### TEXT TO READ

..........

By Corinne Murdock |
A proposed bill, HB2488, would prevent Arizona or any public utilities from entering into contracts with companies unless the contracts stipulate that they don’t and won’t rely on forced labor of the Uyghurs within China. The Uyghurs are a Muslim ethnic group that the Chinese government has detained in “reeducation camps” since 2017.
State Representative Justin Wilmeth (R-Phoenix) introduced the bill, pulling in nine cosponsors with him: Majority Whip Leo Biasiucci (R-Lake Havasu City) and Assistant Minority Leader Jennifer Longdon (D-Phoenix), along with State Representatives Shawnna Bolick (R-Phoenix), Frank Carroll (R-Sun City West), Joseph Chaplik (R-Scottsdale), Steve Kaiser (R-Phoenix), Teresa Martinez (R-Casa Grande), Quang Nguyen (R-Prescott), and Amish Shah (D-Phoenix).
If passed, states and any of its political subdivisions or agencies, boards, commissions, or departments would be limited from engaging in contracts without confirmation that labor hasn’t and won’t be derived from the imprisoned Uyghurs. The bill extends to organizations, associations, corporations, partnerships, joint ventures, limited partnerships, limited liability partnerships, limited liability companies or other entities or business associations including a wholly-owned subsidiary, majority-owned subsidiary, parent company, or affiliate that engages in for-profit activity and that has 10 or more full-time employees.

..........

### RECORDED INFORMATION
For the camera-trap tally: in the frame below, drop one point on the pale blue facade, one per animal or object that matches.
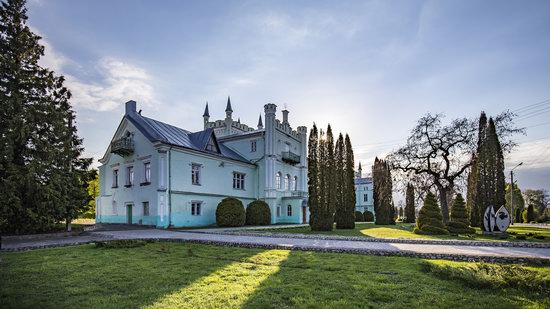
(179, 177)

..........

### PROBLEM STATEMENT
Please continue the article on Arizona's proposed bill about Uyghur forced labor in state contracts, picking up right after its final sentence.

### ANSWER TO THIS PROBLEM
“A public entity may not enter into a contract with a company to acquire or dispose of services, supplies, information technology, goods or construction unless the contract includes a written certification that the company does not currently, and agrees for the duration of the contract that it will not, use: 1) The forced labor of ethnic Uyghurs in the People’s Republic of China. 2) Any goods or services produced by the forced labor of ethnic Uyghurs in the People’s Republic of China. 3) Any contractors, subcontractors, or suppliers that use the forced labor or any goods or services produced by the forced labor of ethnic Uyghurs in the People’s Republic of China.”
In a press release, Wilmeth alluded that the Uyghurs’ treatment is paramount to the 20th century detainments of the Jewish and Japanese peoples.
“As a student of history, I know what happens when good people remain silent,” stated Wilmeth. “The Chinese Communist Party keeping millions of people locked in internment camps, which harkens back to the darkest chapters of the 20th century. HB 2488 sends a strong message that the State of Arizona won’t do business with anyone that turns a blind eye to this horrible human rights abuse.”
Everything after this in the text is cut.